DATASET RECORDS:
┌──

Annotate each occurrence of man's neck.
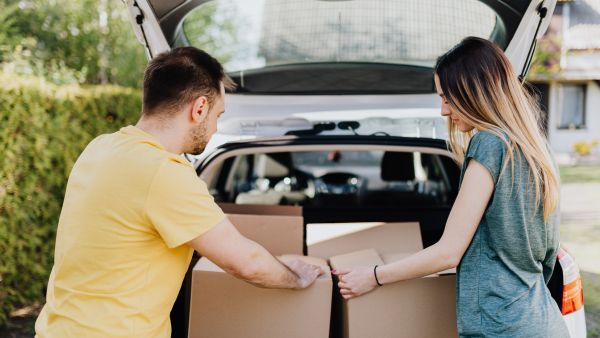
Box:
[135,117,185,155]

└──
┌──

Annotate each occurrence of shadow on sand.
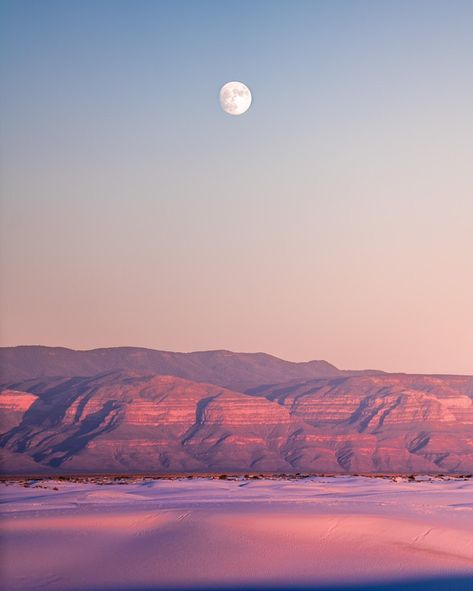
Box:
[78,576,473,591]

└──
┌──

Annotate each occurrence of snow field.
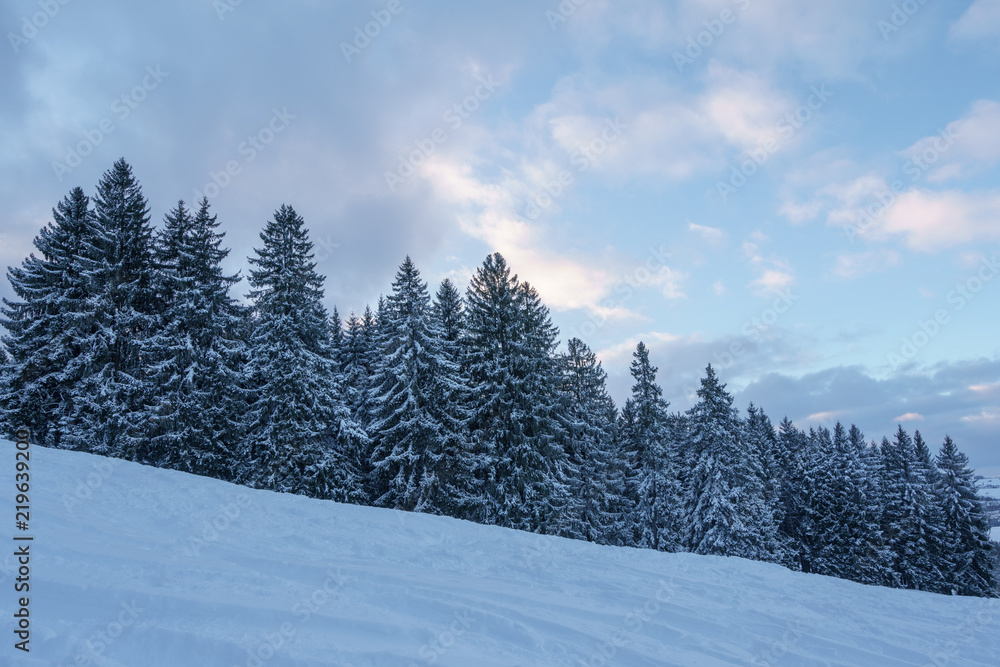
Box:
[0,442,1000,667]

└──

EXERCISE REQUIREMENTS:
Locate every line in the records that contains the word "occurrence", and copy each such line. Letter case matters.

WRITTEN SOLUTION:
Annotate each occurrence of man's neck.
Annotate each occurrence of shadow on sand.
Annotate each occurrence of snow field.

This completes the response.